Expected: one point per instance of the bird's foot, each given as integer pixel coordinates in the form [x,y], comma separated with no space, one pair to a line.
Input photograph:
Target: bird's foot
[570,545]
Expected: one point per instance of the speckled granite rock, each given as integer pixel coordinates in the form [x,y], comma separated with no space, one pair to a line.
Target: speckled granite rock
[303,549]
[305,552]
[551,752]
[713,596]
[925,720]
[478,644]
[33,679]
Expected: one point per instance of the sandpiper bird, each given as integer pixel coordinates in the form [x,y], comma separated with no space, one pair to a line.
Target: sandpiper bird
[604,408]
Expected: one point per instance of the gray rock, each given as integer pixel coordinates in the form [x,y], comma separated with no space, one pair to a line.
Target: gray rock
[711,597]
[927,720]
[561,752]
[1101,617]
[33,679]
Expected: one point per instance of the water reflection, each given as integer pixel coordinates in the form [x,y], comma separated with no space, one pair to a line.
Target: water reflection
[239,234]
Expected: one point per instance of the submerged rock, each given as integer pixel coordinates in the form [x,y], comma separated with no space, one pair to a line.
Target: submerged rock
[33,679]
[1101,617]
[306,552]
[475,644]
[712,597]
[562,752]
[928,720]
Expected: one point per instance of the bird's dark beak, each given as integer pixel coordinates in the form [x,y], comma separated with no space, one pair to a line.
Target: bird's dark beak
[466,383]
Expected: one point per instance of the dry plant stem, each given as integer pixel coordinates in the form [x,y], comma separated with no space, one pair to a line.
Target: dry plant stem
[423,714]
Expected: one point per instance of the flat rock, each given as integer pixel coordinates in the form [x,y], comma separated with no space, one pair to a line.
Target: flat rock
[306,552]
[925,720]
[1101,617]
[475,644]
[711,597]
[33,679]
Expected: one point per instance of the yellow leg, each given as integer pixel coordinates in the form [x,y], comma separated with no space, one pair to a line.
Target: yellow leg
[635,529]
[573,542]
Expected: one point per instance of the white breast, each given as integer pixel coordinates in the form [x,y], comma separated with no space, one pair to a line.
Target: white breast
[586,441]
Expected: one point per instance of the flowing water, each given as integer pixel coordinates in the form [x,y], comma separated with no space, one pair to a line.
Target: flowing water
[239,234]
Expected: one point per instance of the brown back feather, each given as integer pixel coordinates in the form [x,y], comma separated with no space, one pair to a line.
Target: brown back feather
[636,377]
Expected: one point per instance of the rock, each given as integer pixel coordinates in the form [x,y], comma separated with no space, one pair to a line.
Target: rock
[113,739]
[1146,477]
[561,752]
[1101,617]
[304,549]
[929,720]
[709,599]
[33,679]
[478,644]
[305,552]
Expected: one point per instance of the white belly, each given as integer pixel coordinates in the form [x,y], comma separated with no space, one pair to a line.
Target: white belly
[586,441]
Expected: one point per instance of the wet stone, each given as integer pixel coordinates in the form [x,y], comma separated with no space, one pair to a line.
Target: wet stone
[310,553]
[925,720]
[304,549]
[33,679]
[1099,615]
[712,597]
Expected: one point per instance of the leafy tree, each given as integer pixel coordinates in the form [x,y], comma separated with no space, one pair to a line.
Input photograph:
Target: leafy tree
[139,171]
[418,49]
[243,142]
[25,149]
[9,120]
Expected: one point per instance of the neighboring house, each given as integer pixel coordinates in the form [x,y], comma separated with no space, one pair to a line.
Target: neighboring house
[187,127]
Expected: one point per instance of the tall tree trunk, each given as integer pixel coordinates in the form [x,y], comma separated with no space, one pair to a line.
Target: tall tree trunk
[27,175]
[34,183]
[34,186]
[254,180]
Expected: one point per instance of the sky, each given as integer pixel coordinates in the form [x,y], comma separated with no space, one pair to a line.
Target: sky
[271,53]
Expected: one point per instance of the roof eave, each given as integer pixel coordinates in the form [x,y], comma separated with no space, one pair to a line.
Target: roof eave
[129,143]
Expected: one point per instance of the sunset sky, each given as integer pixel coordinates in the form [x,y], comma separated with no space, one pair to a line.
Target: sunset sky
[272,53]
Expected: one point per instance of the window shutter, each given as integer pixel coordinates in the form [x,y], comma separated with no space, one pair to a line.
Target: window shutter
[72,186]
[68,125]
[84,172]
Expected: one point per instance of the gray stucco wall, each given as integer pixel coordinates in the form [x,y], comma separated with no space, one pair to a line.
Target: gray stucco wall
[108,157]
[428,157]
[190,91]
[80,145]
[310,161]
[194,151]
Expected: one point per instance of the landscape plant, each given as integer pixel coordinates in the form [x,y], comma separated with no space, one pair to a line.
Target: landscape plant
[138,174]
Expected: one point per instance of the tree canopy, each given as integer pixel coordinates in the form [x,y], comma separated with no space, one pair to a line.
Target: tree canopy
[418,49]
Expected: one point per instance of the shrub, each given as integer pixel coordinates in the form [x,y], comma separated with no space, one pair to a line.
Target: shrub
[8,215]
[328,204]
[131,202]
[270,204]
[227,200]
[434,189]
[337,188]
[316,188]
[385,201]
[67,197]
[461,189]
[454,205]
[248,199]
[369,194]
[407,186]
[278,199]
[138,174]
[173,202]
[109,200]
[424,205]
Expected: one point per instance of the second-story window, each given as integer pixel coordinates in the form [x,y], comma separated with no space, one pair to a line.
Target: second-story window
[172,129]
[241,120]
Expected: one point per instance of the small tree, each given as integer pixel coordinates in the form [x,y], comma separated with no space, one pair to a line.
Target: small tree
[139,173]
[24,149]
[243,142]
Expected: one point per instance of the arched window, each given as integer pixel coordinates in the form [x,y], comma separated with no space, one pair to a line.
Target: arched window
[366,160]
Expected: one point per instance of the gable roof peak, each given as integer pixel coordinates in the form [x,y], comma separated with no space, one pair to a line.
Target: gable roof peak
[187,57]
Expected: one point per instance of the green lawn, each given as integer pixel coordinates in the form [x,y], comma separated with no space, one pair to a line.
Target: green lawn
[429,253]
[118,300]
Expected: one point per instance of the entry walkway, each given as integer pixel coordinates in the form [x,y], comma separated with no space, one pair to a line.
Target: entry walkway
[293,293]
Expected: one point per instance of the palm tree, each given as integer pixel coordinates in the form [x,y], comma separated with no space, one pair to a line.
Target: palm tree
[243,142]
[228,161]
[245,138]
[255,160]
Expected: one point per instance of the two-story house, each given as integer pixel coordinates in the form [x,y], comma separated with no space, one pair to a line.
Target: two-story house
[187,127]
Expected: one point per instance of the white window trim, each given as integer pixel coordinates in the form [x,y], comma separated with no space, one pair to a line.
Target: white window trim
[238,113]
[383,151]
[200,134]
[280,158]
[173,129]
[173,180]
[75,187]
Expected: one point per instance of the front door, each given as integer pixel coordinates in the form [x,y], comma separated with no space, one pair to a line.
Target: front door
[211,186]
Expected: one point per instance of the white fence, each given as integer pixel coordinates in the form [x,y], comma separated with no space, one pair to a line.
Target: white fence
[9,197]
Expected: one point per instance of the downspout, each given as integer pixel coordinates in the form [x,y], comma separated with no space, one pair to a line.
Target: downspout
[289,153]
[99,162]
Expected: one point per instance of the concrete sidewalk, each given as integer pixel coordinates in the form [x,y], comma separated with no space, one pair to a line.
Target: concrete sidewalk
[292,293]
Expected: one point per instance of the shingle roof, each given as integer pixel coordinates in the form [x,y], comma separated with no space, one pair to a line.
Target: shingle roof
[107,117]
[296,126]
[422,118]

WHAT IS EXPECTED ▸ Every entry is to be repeated exactly as it stands.

RESPONSE TO THE TASK ▸
Expected: one point per instance of the bird's foot, each given as integer pixel coordinates in the form [x,y], comma separated with no space, one pair to a line.
Input photograph:
Target: bird's foot
[570,545]
Expected: one point per instance of the speckled granite rock, each given as integer pixel coordinates in the form [x,y], comma separated with no space, one pair to a line.
Target: speckled granite rock
[303,549]
[305,552]
[551,752]
[713,596]
[925,720]
[478,644]
[33,679]
Expected: one point per instance of the sandpiper bird, each given as integer pixel coordinates in the form [x,y], comma separated with no space, one pair to a line.
Target: sandpiper bird
[604,408]
Expected: one point per instance of the gray rock, each given as integer pixel coordinates in the form [x,y], comma separated with no space, one pair to a line.
Target: gray rock
[711,597]
[927,720]
[561,752]
[1101,617]
[33,679]
Expected: one point per instance of the water reflection, each given as integer pixel coordinates in the form [x,y], comma separated with no space, one pair to a line.
Target: water reflection
[239,234]
Expected: one point per instance of the submerged rock, each given as integer pixel coordinates in the form [x,y], comma separated with no space, one pair to a line.
Target: submerged rock
[33,679]
[1101,617]
[306,552]
[475,644]
[712,597]
[562,752]
[928,720]
Expected: one point per instance of the bird's dark beak, each given as integer pixel coordinates in the form [x,y], comma separated with no space, one pair to a line.
Target: bird's dark beak
[466,383]
Expected: one point per instance of the dry plant stem, each given as integer pixel coordinates in the form [x,y], comma separated with no space, one pair to a line.
Target: dry plant stem
[423,714]
Expected: one point per instance of the flat rock, each given as integer pixel coordinates in the form [x,y], comma separated with no space, one pair to a line.
Target: flat rock
[306,552]
[925,720]
[1101,617]
[475,644]
[711,597]
[33,679]
Expected: one point per instance of the yellow leg, each given as integer pixel coordinates in the form [x,y], comma separated with no space, one pair to a line.
Target: yellow leg
[635,529]
[573,542]
Expected: one point per instance of the white breast, each given as integer pixel coordinates in the form [x,y], comma separated with no space, one pair to a line.
Target: white breast
[586,441]
Expected: one point per instance of the flowing water, each given as integer pixel coordinates in the form [x,y], comma separated with no space, one pair to a line.
Target: flowing water
[239,234]
Expected: one point per instance of the brown back feather, each given as integer pixel coordinates in the form [x,y], comma separated with no space, one pair to a line.
Target: brown back feather
[636,377]
Expected: one point per instance of the rock, each given as integer pixel coordinates in the form [x,y], comma separated with no space, one pair to a line.
Target: rock
[113,739]
[1146,477]
[561,752]
[1101,617]
[304,549]
[929,720]
[709,599]
[33,679]
[478,644]
[305,552]
Expected: one point per instance of the white belly, each given as integer pixel coordinates in the form [x,y], comma separated with no space, one pair to a line.
Target: white belly
[586,441]
Expected: one point per instance of the wet stone, each given as integer pixel coordinates in the form [x,y], comma separated with no space, one pair to a line.
Target: wet stone
[310,553]
[925,720]
[304,549]
[33,679]
[1099,615]
[712,597]
Expected: one point per instance of the leafy tree, each given as integer pixel coordinates in the form [x,y], comma separated with no space, one pair to a line.
Input photograph:
Target: leafy tree
[139,171]
[418,49]
[243,142]
[25,149]
[9,120]
Expected: one point per instance of the neighboring house, each given as integer pixel coordinates in the form [x,y], comma separated with no space, one pair to a line.
Target: neighboring house
[187,127]
Expected: one point per instance of the tall tree trunk, each given as integer pixel coordinates in the form [x,y], comma separated with no space, one pair to a line.
Target: tall tree trunk
[27,175]
[34,183]
[34,186]
[254,180]
Expected: one point per instance of the sky, each given as integer pixel coordinates in the form [x,y], comma separated with no space, one pair to a line.
Target: sky
[271,53]
Expected: one point per instance of the roof eave, each given as integer pixel coordinates in the form [x,y], comma separated with no space, one pair to a line.
Target: roof eave
[129,143]
Expected: one point per instance of the sunset sky, each given as integer pixel coordinates in the form [x,y], comma separated with no space, one pair to a line.
Target: sunset sky
[272,53]
Expected: one point per instance of the window shutter, each given as integer pixel coordinates in the form [x,y], comma separated with no space, one pair to a line.
Target: window shutter
[72,186]
[68,125]
[84,172]
Expected: one point per instance of the gray stucco wall, each given as integer pixel coordinates in the form [x,y], comma separated with no space, one pair to a line.
Target: gray stucco wall
[108,157]
[428,157]
[190,91]
[80,145]
[310,161]
[194,151]
Expected: one point per instance of the landscape plant, each given as integer pixel coordinates in the form [x,y], comma separated with no space, one pair to a line.
Target: landscape plant
[138,174]
Expected: one point per instance of the tree canopy, each given as integer pixel coordinates in the form [x,y], comma separated with no space, one pair to a line.
Target: tree canopy
[418,49]
Expected: one point per instance of the shrub, each given as integer pixel coordinates in the form [x,y], comma separated with no space, one pair to a line.
Target: shrub
[8,215]
[328,204]
[131,202]
[270,204]
[227,200]
[434,189]
[337,188]
[316,188]
[385,201]
[67,197]
[461,189]
[454,205]
[248,199]
[369,194]
[407,186]
[278,199]
[138,174]
[173,202]
[109,200]
[424,205]
Expected: one point per instance of the second-story window, each given as integer pixel coordinates in the form [x,y], comma separated with no space, one pair to a line.
Target: second-story window
[172,129]
[241,120]
Expected: one point per instance of the small tree, each given as integer pixel coordinates in the form [x,y], comma separated with no space, one pair to a line.
Target: small tree
[139,173]
[24,149]
[243,142]
Expected: one point per instance of the arched window, each given as integer pixel coordinates in the form [x,y], comma separated with no space, one pair to a line.
Target: arched window
[366,160]
Expected: one point per instance of the gable roof peak, each given as integer pixel coordinates in the form [x,y], comma separated with no space, one pair to a line.
Target: gable roof peak
[187,57]
Expected: one point per instance of the green lawn, each given as integer pixel coordinates in the form [x,y], comma separated with no space, one pair to a line.
Target: green lawn
[429,253]
[118,300]
Expected: one point per instance of the entry walkway, each given as integer pixel coordinates in the form [x,y], comma separated with no space, one pair to a line.
Target: entry walkway
[293,293]
Expected: one point per instance of the palm tree, each given as integer pixel coordinates in the form [x,y], comma separated with no space, one pair to a line.
Target: palm tree
[243,142]
[228,161]
[245,138]
[255,160]
Expected: one point per instance of the two-story house, each given as integer pixel coordinates in the form [x,y], comma separated with no space, one pair to a line.
Target: two-story house
[187,127]
Expected: one point per instance of the white window trim, each given as integer pixel coordinates in the form [x,y], comma separated with no space, one pair to a line.
Target: white window trim
[238,113]
[383,151]
[200,134]
[280,158]
[173,129]
[173,180]
[75,187]
Expected: one point per instance of the front door, each given as integer pixel coordinates in the form [x,y], comma separated with no space, one pair to a line.
Target: front door
[211,186]
Expected: one point per instance of the white fence, each given as integer pixel coordinates in the form [x,y], comma separated with no space, one pair to a line.
Target: white fence
[9,197]
Expected: one point per instance of the downspout, each given as integer pixel coordinates in the form [x,y], comma separated with no space, one pair to a line.
Target: downspout
[289,153]
[99,162]
Expected: one point per instance of the concrete sidewalk, each given as integer pixel coordinates in the form [x,y], comma separated with no space, one pair to a line.
Target: concrete sidewalk
[292,293]
Expected: one point per instance of the shingle roof, each given as integer pixel coordinates in the form [x,y], comma separated with no space, one pair to a line.
Target: shingle roof
[107,117]
[296,126]
[422,118]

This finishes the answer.